The data section start

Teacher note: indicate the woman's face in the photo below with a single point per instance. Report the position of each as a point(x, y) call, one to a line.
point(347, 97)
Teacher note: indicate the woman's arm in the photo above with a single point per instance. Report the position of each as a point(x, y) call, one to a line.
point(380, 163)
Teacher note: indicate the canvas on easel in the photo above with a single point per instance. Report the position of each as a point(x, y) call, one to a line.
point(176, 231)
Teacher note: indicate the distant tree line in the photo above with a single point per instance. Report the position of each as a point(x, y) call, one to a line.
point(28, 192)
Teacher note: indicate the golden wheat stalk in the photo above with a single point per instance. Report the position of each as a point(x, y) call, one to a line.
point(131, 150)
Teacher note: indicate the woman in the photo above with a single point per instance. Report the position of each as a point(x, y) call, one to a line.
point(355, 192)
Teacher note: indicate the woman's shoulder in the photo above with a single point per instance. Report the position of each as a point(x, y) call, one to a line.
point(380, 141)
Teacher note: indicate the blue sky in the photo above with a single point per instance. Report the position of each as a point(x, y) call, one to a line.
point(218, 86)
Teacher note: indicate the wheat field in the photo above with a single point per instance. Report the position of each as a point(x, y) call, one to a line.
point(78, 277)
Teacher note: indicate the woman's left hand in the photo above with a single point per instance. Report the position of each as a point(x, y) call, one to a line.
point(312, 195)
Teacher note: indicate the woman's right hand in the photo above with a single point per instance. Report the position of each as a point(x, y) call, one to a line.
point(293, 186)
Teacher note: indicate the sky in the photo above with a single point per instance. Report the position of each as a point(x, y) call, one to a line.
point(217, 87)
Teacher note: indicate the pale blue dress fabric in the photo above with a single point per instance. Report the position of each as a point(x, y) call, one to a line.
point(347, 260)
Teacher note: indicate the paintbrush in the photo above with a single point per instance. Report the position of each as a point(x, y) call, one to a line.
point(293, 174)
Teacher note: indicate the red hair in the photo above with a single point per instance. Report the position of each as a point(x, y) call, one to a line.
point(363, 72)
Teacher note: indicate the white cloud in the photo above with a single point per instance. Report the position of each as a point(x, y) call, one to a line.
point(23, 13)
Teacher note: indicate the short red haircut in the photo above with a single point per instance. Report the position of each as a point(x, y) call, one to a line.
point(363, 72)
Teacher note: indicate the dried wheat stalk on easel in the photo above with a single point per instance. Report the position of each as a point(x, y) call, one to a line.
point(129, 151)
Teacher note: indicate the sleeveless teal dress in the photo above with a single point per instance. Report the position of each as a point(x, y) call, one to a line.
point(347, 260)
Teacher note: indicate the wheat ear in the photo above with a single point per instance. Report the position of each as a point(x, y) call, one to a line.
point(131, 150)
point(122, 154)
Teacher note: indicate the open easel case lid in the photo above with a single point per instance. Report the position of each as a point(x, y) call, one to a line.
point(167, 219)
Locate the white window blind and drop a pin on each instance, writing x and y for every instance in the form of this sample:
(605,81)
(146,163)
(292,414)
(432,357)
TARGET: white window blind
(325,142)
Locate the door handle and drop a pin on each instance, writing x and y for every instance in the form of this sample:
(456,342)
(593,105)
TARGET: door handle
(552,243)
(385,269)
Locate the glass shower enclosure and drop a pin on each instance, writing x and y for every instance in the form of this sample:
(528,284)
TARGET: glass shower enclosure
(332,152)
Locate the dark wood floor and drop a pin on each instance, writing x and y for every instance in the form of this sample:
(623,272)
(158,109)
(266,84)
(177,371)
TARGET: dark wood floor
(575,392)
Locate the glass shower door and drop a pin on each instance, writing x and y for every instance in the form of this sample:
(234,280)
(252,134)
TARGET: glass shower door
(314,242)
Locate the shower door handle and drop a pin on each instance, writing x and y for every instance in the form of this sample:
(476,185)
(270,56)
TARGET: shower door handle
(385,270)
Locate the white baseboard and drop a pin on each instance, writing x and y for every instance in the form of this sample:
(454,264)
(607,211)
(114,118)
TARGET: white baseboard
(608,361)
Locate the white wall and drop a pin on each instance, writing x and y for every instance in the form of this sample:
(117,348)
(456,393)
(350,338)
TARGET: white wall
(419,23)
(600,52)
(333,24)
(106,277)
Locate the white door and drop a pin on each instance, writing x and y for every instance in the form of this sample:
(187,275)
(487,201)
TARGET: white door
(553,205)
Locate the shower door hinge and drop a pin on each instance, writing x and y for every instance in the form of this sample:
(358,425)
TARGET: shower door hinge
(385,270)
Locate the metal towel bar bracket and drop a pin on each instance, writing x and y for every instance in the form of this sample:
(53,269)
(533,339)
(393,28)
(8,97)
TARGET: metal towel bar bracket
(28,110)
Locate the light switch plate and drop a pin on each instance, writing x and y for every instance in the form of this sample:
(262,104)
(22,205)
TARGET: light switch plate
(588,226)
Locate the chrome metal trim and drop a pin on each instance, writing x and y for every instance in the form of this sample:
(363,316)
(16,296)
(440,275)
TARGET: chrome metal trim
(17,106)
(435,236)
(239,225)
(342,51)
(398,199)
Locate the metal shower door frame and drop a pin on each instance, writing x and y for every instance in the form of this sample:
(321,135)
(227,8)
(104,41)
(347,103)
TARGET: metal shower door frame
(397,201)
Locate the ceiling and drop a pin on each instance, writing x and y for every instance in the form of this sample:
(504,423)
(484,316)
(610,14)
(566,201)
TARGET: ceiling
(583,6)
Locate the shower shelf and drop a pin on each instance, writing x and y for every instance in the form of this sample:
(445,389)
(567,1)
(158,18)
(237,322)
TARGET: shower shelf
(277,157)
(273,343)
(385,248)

The data section end

Exercise prompt:
All of the records above must be reproduced exactly.

Solution for this problem:
Teacher note: indicate the woman's face in the photo below with a single point per instance. Report the position of each as a point(x, y) call, one to a line.
point(347, 97)
Teacher note: indicate the woman's arm in the photo above with a single point per instance. Report the position of each as a point(x, y) call, one to a line.
point(380, 163)
Teacher note: indicate the canvas on easel in the photo above with a single point per instance. Report the position of each as a point(x, y) call, one to a line.
point(176, 231)
Teacher note: indicate the distant tree line in the photo above with a single point per instance. Report the position of each as a point(x, y) call, one to a line.
point(28, 192)
Teacher note: indicate the golden wheat stalk in the photo above with a single point per instance. Report the position of each as a point(x, y) call, one to a line.
point(131, 150)
Teacher note: indicate the woman in the photo above with a single point per instance. Report the position of each as a point(x, y) call, one to a line.
point(355, 192)
Teacher note: indicate the woman's shoulder in the photo above with a single point per instance. Report the position of each as a point(x, y) call, one to a line.
point(380, 141)
Teacher note: indicate the blue sky in the photo above with a single point per instance. Report the position of each as a point(x, y) call, one to a line.
point(218, 86)
Teacher note: indicate the wheat field in the photo above with a single point per instance. Report the position of each as a point(x, y) call, one to a line.
point(78, 277)
Teacher note: indicate the woman's left hand in the photo above with a single point per instance. Report the position of each as a point(x, y) call, one to a line.
point(312, 195)
Teacher note: indicate the woman's right hand in the photo above with a single point per instance. Report the position of each as a point(x, y) call, one to a line.
point(293, 186)
Teacher note: indicate the sky in the photo above with a single point per instance. Report the position of each as a point(x, y) call, one to a line.
point(217, 87)
Teacher note: indicate the pale blue dress fabric in the photo above with a single point per instance. Report the position of each as a point(x, y) call, one to a line.
point(347, 260)
Teacher note: indicate the paintbrush in the photo above with a single point per instance. Report the position of each as a point(x, y) call, one to a line.
point(293, 174)
Teacher note: indicate the red hair in the photo above with a single point per instance. Report the position of each as a point(x, y) call, one to a line.
point(363, 72)
Teacher note: indicate the white cloud in the photo above with a single point per instance. Report the position of each as a point(x, y) call, one to a line.
point(23, 13)
Teacher note: indicate the short red haircut in the photo above with a single point per instance. Report the position of each as a point(x, y) call, one to a line.
point(363, 72)
Teacher note: indicate the dried wheat stalk on easel in the photo above with a single point per instance. Report the position of each as a point(x, y) call, one to a line.
point(129, 151)
Teacher note: indicate the sleeveless teal dress in the photo above with a single point per instance. Report the position of each as a point(x, y) call, one to a line.
point(347, 260)
Teacher note: indicate the wheat ear in the photo above with a single point per instance. Report the position of each as a point(x, y) call, one to a line.
point(131, 150)
point(122, 154)
Teacher note: indicate the open easel case lid in the photo above with a single point per instance. Report the position of each as a point(x, y) call, one to a line.
point(167, 219)
Locate the white window blind and drop a pin on each instance, writing x and y for every instance in the form of this sample:
(605,81)
(146,163)
(292,414)
(432,357)
TARGET: white window blind
(325,142)
Locate the door handle and drop a pin on each instance, writing x and y for every instance in the form of this sample:
(456,342)
(593,105)
TARGET: door handle
(552,243)
(385,269)
Locate the glass shower enclosure and drop a pin on each instance, writing x and y for every instance in the form of this sample:
(528,284)
TARGET: glass shower enclosure
(332,152)
Locate the dark wood floor and drop a pin on each instance, writing x and y for every instance in the form of this sample:
(623,272)
(158,109)
(266,84)
(177,371)
TARGET: dark wood floor
(575,392)
Locate the glass shower door and drop a pin on each instance, writing x and y for every instance in the form of this sample:
(234,280)
(252,134)
TARGET: glass shower door
(314,242)
Locate the shower door handle and drop a pin on each instance, writing x and y for every instance in the form of this sample:
(476,185)
(270,56)
TARGET: shower door handle
(385,270)
Locate the white baseboard and drop a pin on each instance, writing x and y for every instance in the form of this sample:
(454,264)
(607,211)
(114,118)
TARGET: white baseboard
(608,361)
Locate the white wall and drop a pin on each instance, writing x and y for every instance in the form of this sample:
(117,348)
(456,393)
(350,338)
TARGET: white wall
(419,23)
(600,52)
(333,24)
(106,277)
Locate the white door and drop a pin on each instance, writing x and y for every instance in the form of this sample:
(187,275)
(487,201)
TARGET: white door
(553,205)
Locate the shower door hinge and drop a pin on each instance, writing x and y for every instance in the form of this sample:
(358,425)
TARGET: shower door hinge
(385,270)
Locate the metal towel bar bracket and drop a pin on each instance, writing x and y for every instance in the form of this sample:
(53,269)
(533,339)
(393,28)
(8,97)
TARGET: metal towel bar bracket
(28,110)
Locate the light switch plate and drop a pin on each instance, writing x and y for every instance in the form of this sample:
(262,104)
(22,205)
TARGET: light switch plate
(588,226)
Locate the chrome metal trim and drop a pin on each instance, writing x and y for every instance in the form of this sample:
(363,316)
(16,296)
(440,275)
TARGET: chrome metal trim
(17,106)
(435,236)
(239,225)
(342,51)
(398,199)
Locate the metal shower door frame and drop a pin on each instance, writing x and y for every instance in the form of this sample:
(321,135)
(227,8)
(104,41)
(347,103)
TARGET: metal shower door frame
(397,201)
Locate the ceiling and drop a pin on each instance, writing x and y for every instance in the form of this sample:
(504,423)
(484,316)
(610,14)
(566,201)
TARGET: ceiling
(583,6)
Locate the shower shelf and drop a pin on each instance, writing x and y for every instance in the form of this sample:
(445,389)
(567,1)
(158,18)
(237,322)
TARGET: shower shelf
(277,157)
(273,343)
(385,248)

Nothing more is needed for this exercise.